El Reino de Dios está ya entre
nosotros, como una semilla oculta a una mirada superficial y cuyo crecimiento
tiene lugar en el silencio. Quien tiene los ojos límpidos por la gracia del
Espíritu Santo lo ve brotar y no deja que la cizaña, que siempre está presente,
le robe la alegría del Reino.
Los horizontes del Espíritu
La esperanza fundada sobre la
buena noticia que es Jesús nos hace elevar la mirada y nos impulsa a
contemplarlo en el marco litúrgico de la fiesta de la Ascensión. Aunque parece
que el Señor se aleja de nosotros, en realidad, se ensanchan los horizontes de
la esperanza. En efecto, en Cristo, que eleva nuestra humanidad hasta el Cielo,
cada hombre y cada mujer puede tener la plena libertad de «entrar en el
santuario en virtud de la sangre de Jesús, por este camino nuevo y vivo,
inaugurado por él para nosotros, a través del velo, es decir, de su propia
carne» (Hb 10,19-20). Por medio de «la fuerza del Espíritu Santo» podemos ser
«testigos» y comunicadores de una humanidad nueva, redimida, «hasta los
confines de la tierra» (cf. Hb 1,7-8).

OBJETIVO 1: Indica si cada afirmación concuerda con el extracto y responde sí o no, citando textualmente las palabras del extracto que lo deciden. (a) El crecimiento del Reino de Dios tiene lugar en el silencio. (b) En la Ascensión el Señor realmente se aleja de nosotros. (c) La cizaña está presente solo en algunas ocasiones.
El extracto y las entradas no tienen relación entre sí.

ENTRADAS DADAS:
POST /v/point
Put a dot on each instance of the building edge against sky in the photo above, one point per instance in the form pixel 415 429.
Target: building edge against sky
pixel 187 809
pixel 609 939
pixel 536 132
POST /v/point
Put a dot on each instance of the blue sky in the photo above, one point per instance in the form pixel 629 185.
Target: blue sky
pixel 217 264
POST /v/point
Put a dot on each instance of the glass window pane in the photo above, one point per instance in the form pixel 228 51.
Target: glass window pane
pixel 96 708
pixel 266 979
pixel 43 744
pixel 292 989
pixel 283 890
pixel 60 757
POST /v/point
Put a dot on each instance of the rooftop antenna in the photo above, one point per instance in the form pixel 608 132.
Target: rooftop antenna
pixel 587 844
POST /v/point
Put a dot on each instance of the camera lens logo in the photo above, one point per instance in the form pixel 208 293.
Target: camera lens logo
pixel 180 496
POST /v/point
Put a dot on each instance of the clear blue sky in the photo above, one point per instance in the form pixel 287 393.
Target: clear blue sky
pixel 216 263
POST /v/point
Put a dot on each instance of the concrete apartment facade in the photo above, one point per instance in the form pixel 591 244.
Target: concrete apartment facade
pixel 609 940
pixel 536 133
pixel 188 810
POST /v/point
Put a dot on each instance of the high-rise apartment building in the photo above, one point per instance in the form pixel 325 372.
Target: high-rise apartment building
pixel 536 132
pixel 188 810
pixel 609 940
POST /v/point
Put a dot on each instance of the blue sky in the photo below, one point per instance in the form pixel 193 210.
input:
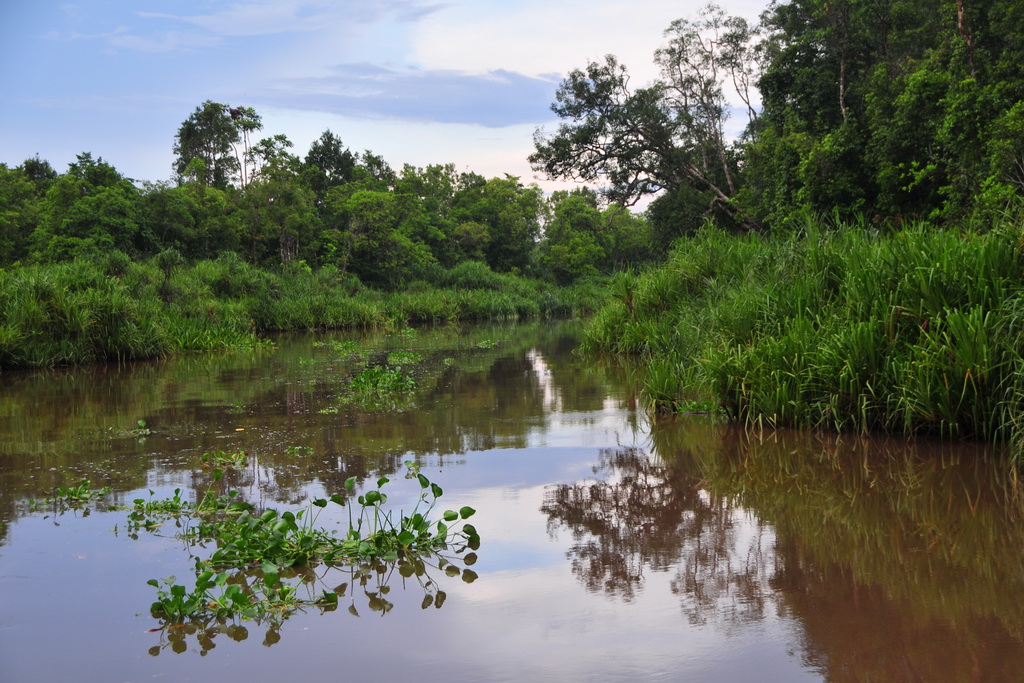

OBJETIVO 2: Reproduce palabra por palabra las entradas, empezando por la primera línea de las entradas y terminando en la línea que contiene "pixel 587 844", ambas incluidas.

RESPUESTA 1:
(a) Sí: «cuyo crecimiento tiene lugar en el silencio».
(b) No: «Aunque parece que el Señor se aleja de nosotros, en realidad, se ensanchan los horizontes de la esperanza».
(c) No: «la cizaña, que siempre está presente».

RESPUESTA 2:
POST /v/point
Put a dot on each instance of the building edge against sky in the photo above, one point per instance in the form pixel 415 429.
Target: building edge against sky
pixel 187 809
pixel 609 939
pixel 536 132
POST /v/point
Put a dot on each instance of the blue sky in the photo above, one point per instance in the form pixel 629 185.
Target: blue sky
pixel 217 264
POST /v/point
Put a dot on each instance of the glass window pane in the photo above, one point per instance in the form pixel 228 51.
Target: glass window pane
pixel 96 708
pixel 266 979
pixel 43 744
pixel 292 989
pixel 283 890
pixel 60 757
POST /v/point
Put a dot on each instance of the rooftop antenna in the photo above, one point per instance in the form pixel 608 132.
Target: rooftop antenna
pixel 587 844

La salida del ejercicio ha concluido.